▶ **Problem to solve**: Work out the count of lines in the entries below that include "mottled", and write only that count.

━━ Information given

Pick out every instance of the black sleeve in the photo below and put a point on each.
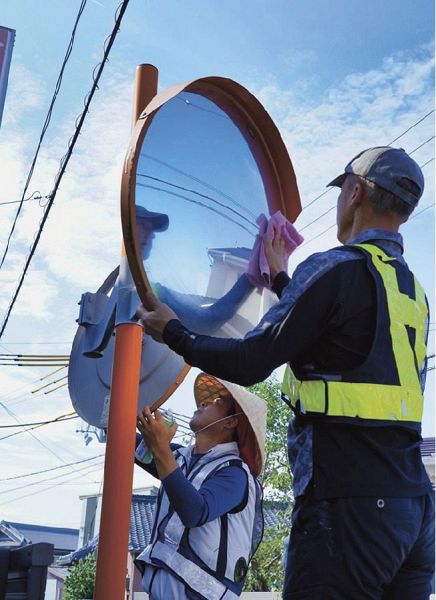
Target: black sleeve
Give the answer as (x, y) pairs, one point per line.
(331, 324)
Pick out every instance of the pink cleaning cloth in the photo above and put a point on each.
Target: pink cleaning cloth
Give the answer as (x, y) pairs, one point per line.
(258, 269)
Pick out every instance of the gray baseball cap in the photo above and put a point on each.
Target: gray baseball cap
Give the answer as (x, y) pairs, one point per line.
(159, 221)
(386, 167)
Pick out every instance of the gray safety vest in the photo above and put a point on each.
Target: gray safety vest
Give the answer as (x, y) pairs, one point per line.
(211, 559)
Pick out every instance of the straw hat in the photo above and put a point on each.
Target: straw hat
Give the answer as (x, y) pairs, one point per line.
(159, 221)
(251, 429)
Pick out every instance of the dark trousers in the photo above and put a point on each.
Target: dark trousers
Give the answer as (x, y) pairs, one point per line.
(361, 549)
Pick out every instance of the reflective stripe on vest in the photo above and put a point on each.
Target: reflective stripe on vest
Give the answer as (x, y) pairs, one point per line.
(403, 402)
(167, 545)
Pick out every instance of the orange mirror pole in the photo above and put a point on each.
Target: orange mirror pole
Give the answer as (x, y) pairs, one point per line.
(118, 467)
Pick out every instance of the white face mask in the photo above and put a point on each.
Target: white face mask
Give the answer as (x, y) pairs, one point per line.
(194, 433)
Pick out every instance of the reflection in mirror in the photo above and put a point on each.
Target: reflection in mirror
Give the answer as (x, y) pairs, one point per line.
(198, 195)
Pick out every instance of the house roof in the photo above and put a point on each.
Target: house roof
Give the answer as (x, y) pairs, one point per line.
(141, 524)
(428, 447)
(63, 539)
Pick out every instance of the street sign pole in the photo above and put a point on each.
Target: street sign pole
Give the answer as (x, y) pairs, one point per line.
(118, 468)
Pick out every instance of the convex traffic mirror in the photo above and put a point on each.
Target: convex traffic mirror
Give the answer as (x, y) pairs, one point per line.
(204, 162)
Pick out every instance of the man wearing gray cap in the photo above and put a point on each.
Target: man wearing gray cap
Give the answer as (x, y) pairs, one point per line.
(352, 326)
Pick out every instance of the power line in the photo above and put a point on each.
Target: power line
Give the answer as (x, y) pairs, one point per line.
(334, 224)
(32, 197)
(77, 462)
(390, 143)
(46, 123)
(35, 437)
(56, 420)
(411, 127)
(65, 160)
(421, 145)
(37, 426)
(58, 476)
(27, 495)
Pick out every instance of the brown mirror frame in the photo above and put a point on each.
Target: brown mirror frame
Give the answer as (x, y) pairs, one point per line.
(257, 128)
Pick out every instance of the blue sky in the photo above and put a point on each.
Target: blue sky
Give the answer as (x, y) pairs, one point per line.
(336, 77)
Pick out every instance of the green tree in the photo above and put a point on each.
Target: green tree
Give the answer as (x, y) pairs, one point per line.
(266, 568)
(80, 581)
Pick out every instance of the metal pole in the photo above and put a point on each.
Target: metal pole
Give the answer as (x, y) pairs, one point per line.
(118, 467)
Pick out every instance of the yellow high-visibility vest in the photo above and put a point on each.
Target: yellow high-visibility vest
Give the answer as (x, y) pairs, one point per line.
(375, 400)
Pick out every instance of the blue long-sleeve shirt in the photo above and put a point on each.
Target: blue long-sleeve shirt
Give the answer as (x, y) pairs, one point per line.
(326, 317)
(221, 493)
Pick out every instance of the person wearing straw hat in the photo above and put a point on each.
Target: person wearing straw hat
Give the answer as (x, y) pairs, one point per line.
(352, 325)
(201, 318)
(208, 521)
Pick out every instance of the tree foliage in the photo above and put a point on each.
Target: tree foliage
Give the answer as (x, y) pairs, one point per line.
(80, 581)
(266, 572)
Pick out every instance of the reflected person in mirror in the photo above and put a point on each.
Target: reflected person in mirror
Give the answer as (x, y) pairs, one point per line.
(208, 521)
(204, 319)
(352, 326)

━━━━
━━ Information given

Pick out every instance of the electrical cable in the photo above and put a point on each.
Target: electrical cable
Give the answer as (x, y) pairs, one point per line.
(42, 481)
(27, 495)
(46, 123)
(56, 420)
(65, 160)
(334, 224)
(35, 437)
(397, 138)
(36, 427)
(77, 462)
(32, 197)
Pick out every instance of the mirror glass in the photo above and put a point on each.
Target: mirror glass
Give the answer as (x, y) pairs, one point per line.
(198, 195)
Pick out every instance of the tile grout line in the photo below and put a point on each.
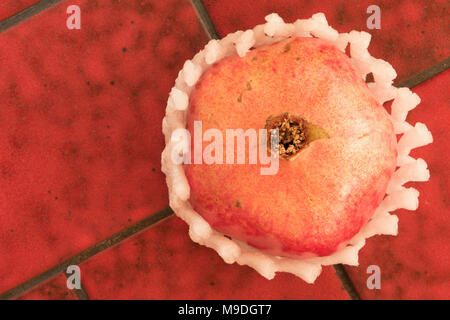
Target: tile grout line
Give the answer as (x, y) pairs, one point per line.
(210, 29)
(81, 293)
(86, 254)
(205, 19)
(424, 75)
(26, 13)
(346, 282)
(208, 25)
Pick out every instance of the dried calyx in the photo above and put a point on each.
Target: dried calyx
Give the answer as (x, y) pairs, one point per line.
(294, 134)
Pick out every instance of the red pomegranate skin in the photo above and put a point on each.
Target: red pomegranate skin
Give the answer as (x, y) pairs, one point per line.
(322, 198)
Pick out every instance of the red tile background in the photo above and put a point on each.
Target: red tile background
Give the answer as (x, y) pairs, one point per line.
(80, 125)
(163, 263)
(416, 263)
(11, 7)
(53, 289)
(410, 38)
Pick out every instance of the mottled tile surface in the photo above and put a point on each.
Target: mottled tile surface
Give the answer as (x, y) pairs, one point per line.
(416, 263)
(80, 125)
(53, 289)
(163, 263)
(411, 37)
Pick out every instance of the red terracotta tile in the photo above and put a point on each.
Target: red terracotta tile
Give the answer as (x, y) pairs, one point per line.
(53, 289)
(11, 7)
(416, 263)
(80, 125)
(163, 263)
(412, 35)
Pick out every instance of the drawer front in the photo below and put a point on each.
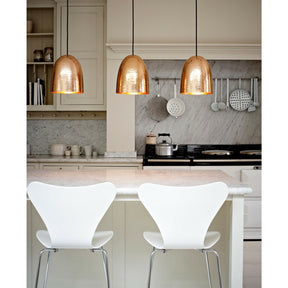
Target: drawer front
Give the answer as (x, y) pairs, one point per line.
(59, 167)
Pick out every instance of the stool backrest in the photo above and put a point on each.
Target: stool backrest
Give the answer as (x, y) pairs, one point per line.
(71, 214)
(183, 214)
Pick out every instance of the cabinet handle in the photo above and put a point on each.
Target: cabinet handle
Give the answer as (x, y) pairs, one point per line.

━━━━

▶ **Answer to the problem**: 2